Region outline entries:
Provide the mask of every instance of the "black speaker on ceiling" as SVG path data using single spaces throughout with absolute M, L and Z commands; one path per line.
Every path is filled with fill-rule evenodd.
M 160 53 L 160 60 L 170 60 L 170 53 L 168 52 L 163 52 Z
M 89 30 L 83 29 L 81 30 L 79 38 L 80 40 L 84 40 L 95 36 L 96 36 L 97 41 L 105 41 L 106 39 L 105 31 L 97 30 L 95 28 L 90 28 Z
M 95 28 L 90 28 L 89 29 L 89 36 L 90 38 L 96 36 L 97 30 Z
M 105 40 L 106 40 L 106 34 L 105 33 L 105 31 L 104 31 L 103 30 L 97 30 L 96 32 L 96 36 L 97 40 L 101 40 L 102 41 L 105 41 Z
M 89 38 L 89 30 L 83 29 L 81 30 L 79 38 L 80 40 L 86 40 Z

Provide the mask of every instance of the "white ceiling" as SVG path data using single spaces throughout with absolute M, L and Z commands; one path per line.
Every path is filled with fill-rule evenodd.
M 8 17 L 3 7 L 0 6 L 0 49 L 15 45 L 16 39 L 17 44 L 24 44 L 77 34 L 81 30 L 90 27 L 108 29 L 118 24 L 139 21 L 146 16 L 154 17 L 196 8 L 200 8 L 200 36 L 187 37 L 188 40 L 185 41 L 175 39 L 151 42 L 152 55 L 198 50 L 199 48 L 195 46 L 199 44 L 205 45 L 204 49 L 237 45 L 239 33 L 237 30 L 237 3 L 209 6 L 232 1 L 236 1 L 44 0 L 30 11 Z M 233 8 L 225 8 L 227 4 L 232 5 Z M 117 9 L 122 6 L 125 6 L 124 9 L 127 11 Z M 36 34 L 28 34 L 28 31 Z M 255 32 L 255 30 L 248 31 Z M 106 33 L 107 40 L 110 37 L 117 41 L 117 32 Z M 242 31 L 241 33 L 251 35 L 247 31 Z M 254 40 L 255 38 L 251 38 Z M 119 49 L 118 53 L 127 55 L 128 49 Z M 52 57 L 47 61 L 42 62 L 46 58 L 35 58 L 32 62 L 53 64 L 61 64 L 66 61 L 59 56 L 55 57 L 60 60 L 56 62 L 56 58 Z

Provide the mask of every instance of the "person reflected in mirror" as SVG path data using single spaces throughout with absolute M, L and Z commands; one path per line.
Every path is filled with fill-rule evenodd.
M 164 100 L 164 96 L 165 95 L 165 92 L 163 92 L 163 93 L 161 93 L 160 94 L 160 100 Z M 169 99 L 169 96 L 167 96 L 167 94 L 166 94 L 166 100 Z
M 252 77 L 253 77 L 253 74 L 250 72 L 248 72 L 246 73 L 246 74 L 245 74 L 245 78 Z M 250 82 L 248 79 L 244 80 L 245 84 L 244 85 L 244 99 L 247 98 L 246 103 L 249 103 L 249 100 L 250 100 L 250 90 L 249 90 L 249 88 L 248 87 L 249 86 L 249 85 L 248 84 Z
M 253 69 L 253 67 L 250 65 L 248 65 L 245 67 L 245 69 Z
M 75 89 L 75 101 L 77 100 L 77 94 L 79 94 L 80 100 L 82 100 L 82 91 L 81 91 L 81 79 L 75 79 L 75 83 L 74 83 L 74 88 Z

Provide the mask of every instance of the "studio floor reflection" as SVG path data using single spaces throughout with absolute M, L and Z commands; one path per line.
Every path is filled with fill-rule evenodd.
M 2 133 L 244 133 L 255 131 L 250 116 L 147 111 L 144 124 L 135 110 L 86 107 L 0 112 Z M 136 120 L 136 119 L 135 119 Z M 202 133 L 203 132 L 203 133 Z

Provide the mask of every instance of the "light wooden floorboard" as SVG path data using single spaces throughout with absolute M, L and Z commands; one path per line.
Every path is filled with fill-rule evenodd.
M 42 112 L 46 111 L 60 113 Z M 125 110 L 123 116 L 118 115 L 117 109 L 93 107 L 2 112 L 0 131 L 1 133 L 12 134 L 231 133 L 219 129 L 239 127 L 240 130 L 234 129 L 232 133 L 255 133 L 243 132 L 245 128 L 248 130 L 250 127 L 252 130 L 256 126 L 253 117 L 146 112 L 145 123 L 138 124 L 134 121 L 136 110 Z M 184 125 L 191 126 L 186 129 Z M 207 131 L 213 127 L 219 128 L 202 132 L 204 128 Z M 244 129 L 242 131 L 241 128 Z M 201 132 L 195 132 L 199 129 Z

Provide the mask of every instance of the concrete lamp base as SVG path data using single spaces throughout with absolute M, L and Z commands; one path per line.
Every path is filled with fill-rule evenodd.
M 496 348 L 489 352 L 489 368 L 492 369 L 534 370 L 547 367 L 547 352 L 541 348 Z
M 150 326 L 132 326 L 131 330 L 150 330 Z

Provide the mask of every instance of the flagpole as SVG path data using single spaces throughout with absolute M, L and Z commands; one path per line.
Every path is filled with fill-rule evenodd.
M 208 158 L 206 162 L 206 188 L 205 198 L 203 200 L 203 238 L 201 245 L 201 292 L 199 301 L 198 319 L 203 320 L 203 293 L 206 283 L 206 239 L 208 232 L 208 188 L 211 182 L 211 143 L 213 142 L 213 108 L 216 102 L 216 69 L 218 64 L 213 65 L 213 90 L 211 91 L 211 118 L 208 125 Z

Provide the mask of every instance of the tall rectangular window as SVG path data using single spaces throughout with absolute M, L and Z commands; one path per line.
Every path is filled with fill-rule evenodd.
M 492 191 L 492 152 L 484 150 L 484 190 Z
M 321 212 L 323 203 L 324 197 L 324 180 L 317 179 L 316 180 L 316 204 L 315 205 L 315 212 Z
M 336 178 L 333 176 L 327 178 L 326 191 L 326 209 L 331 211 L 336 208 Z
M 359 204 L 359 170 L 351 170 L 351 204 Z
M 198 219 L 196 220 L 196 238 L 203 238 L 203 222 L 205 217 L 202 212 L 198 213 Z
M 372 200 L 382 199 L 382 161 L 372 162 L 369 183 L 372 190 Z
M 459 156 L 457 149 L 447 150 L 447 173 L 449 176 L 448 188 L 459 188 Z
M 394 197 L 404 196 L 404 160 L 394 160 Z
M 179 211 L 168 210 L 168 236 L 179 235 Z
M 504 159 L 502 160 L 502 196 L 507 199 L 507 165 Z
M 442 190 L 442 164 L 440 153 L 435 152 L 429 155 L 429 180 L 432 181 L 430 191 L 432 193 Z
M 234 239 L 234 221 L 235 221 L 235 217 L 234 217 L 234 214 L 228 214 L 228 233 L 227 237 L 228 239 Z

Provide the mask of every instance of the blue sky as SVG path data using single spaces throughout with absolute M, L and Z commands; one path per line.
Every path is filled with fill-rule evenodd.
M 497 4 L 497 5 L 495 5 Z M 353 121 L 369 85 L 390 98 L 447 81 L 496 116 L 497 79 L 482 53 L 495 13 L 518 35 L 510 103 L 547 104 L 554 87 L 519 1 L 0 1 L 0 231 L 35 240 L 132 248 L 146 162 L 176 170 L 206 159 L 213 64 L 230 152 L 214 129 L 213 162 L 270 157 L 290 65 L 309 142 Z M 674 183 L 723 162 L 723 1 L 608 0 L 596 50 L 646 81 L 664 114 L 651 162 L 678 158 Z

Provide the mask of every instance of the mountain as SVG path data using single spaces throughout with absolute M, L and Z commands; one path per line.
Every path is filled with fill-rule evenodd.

To do:
Rewrite every line of the records above as a numbered list, omitting the blank lines.

Output:
1. Provide the mask of every instance of the "black speaker on ceiling" as SVG path data using single spaces throughout with absolute M, L and Z commands; one path per line.
2. Every path is filled with fill-rule evenodd.
3. M 160 53 L 160 60 L 170 60 L 170 53 L 168 52 L 163 52 Z
4. M 89 30 L 83 29 L 81 30 L 79 38 L 80 40 L 84 40 L 95 36 L 96 36 L 97 41 L 105 41 L 106 39 L 105 31 L 97 30 L 95 28 L 90 28 Z
5. M 95 28 L 90 28 L 89 29 L 89 36 L 90 38 L 96 36 L 97 30 Z
6. M 105 40 L 106 40 L 106 34 L 105 33 L 105 31 L 104 31 L 103 30 L 97 30 L 96 32 L 96 36 L 97 40 L 101 40 L 102 41 L 105 41 Z
7. M 89 38 L 89 30 L 83 29 L 81 30 L 79 38 L 80 40 L 86 40 Z
8. Provide the mask of every instance of the "white ceiling" as SVG path data using single spaces throughout with absolute M, L and Z commands; one path per line.
9. Every path is filled with fill-rule evenodd.
10. M 8 17 L 3 7 L 0 6 L 0 49 L 15 45 L 16 39 L 17 44 L 24 44 L 77 34 L 81 30 L 90 27 L 108 29 L 118 24 L 139 21 L 146 16 L 154 17 L 196 8 L 200 8 L 200 36 L 187 37 L 188 40 L 185 41 L 175 39 L 151 42 L 152 55 L 198 50 L 199 48 L 195 46 L 199 44 L 205 45 L 204 49 L 237 45 L 239 33 L 237 30 L 237 3 L 209 6 L 232 1 L 236 1 L 44 0 L 30 11 Z M 233 8 L 225 8 L 227 4 L 232 5 Z M 117 9 L 122 6 L 125 6 L 124 9 L 127 11 Z M 36 34 L 28 34 L 28 31 Z M 255 32 L 255 30 L 248 31 Z M 106 33 L 107 40 L 110 37 L 117 41 L 117 32 Z M 242 31 L 241 33 L 251 35 L 247 31 Z M 254 40 L 255 38 L 251 38 Z M 119 49 L 118 53 L 127 55 L 128 49 Z M 52 57 L 47 61 L 42 62 L 46 58 L 35 58 L 32 62 L 53 64 L 61 64 L 66 61 L 59 56 L 55 57 L 60 60 L 56 62 L 56 58 Z
11. Provide the mask of every instance of the "person reflected in mirror" as SVG path data using single spaces throughout with absolute M, L and Z commands; one path per line.
12. Every path is filled with fill-rule evenodd.
13. M 164 100 L 164 96 L 165 95 L 165 92 L 163 92 L 163 93 L 161 93 L 160 94 L 160 100 Z M 169 99 L 169 96 L 167 96 L 167 94 L 166 94 L 166 100 Z
14. M 252 77 L 253 77 L 253 74 L 250 72 L 248 72 L 246 73 L 246 74 L 245 74 L 245 78 Z M 250 82 L 248 79 L 244 80 L 245 84 L 244 85 L 244 99 L 247 98 L 246 103 L 249 103 L 249 100 L 250 100 L 250 90 L 249 90 L 249 88 L 248 87 L 249 86 L 249 85 L 248 84 Z
15. M 253 69 L 253 67 L 250 65 L 248 65 L 245 67 L 245 69 Z
16. M 75 89 L 75 101 L 77 100 L 77 94 L 79 94 L 80 100 L 82 100 L 82 91 L 81 91 L 81 79 L 75 79 L 75 83 L 74 83 L 74 88 Z
17. Provide the mask of every instance of the "studio floor reflection" as SVG path data using single spaces throughout with absolute M, L and Z commands; one path per line.
18. Every path is filled with fill-rule evenodd.
19. M 2 133 L 244 133 L 255 131 L 250 116 L 147 111 L 144 124 L 135 110 L 86 107 L 0 112 Z M 136 120 L 136 119 L 135 119 Z M 202 133 L 203 132 L 203 133 Z
20. Provide the mask of every instance of the "light wooden floorboard" as SVG path data using single spaces throughout with absolute M, L and Z commands; one path per line.
21. Every path is filled with fill-rule evenodd.
22. M 42 112 L 46 111 L 60 113 Z M 125 110 L 123 116 L 118 115 L 117 109 L 93 107 L 2 112 L 0 131 L 1 133 L 12 134 L 231 133 L 219 129 L 239 127 L 240 130 L 234 129 L 232 133 L 255 133 L 243 132 L 245 128 L 248 130 L 250 127 L 252 130 L 256 126 L 253 117 L 146 112 L 145 123 L 138 124 L 134 121 L 136 110 Z M 184 125 L 191 126 L 186 129 Z M 207 131 L 213 127 L 219 128 L 202 132 L 204 128 Z M 244 129 L 242 131 L 241 128 Z M 201 132 L 195 132 L 199 129 Z
23. Provide the mask of every instance of the concrete lamp base as SVG path data using single spaces throughout with absolute M, L and Z commands; one path per line.
24. Every path is filled with fill-rule evenodd.
25. M 496 348 L 489 352 L 489 368 L 492 369 L 534 370 L 547 367 L 547 352 L 541 348 Z
26. M 150 326 L 132 326 L 131 330 L 150 330 Z
27. Provide the mask of every instance of the flagpole as SVG path data using single spaces throughout with absolute M, L and Z commands; one path per line.
28. Every path is filled with fill-rule evenodd.
29. M 208 158 L 206 162 L 206 188 L 205 198 L 203 200 L 203 238 L 201 245 L 201 292 L 199 301 L 198 319 L 203 320 L 203 293 L 206 283 L 206 239 L 208 232 L 208 188 L 211 182 L 211 143 L 213 142 L 213 108 L 216 102 L 216 69 L 218 64 L 213 65 L 213 90 L 211 91 L 211 118 L 208 125 Z
30. Provide the mask of every instance of the tall rectangular window as SVG path data using single spaces throughout with absolute M, L and Z commands; one path per line.
31. Every path is filled with fill-rule evenodd.
32. M 492 191 L 492 152 L 484 150 L 484 190 Z
33. M 321 212 L 323 203 L 324 197 L 324 180 L 317 179 L 316 180 L 316 204 L 315 205 L 315 212 Z
34. M 336 178 L 333 176 L 327 178 L 326 191 L 326 209 L 331 211 L 336 208 Z
35. M 359 204 L 359 170 L 351 170 L 351 204 Z
36. M 198 219 L 196 220 L 196 238 L 203 238 L 203 222 L 205 217 L 202 212 L 198 213 Z
37. M 372 200 L 382 199 L 382 161 L 372 162 L 369 183 L 372 190 Z
38. M 459 156 L 457 149 L 447 150 L 447 173 L 449 176 L 448 188 L 459 188 Z
39. M 394 197 L 404 196 L 404 160 L 394 160 Z
40. M 179 211 L 168 210 L 168 236 L 179 235 Z
41. M 504 159 L 502 160 L 502 196 L 507 199 L 507 165 Z
42. M 442 190 L 442 164 L 440 153 L 435 152 L 429 155 L 429 180 L 432 181 L 430 191 L 432 193 Z
43. M 234 239 L 234 221 L 235 221 L 235 217 L 234 217 L 234 214 L 228 214 L 228 233 L 227 237 L 228 239 Z
44. Provide the mask of every instance of the blue sky as SVG path data using single spaces throughout with absolute M, L and Z commands; one path per line.
45. Every path is filled with fill-rule evenodd.
46. M 497 4 L 497 5 L 495 5 Z M 353 121 L 369 85 L 390 98 L 447 81 L 496 116 L 497 79 L 482 53 L 495 13 L 518 35 L 510 103 L 547 104 L 554 87 L 519 1 L 0 1 L 0 231 L 35 240 L 132 248 L 146 162 L 176 170 L 206 159 L 213 64 L 230 152 L 214 129 L 213 162 L 270 157 L 290 65 L 309 142 Z M 674 183 L 723 162 L 723 1 L 608 0 L 596 50 L 646 81 L 664 114 L 651 162 L 678 158 Z
47. Provide the mask of every instance of the mountain as SVG path data using single spaces throughout with absolute M, L and Z commands; one path per line.
48. Every path is filled with fill-rule evenodd.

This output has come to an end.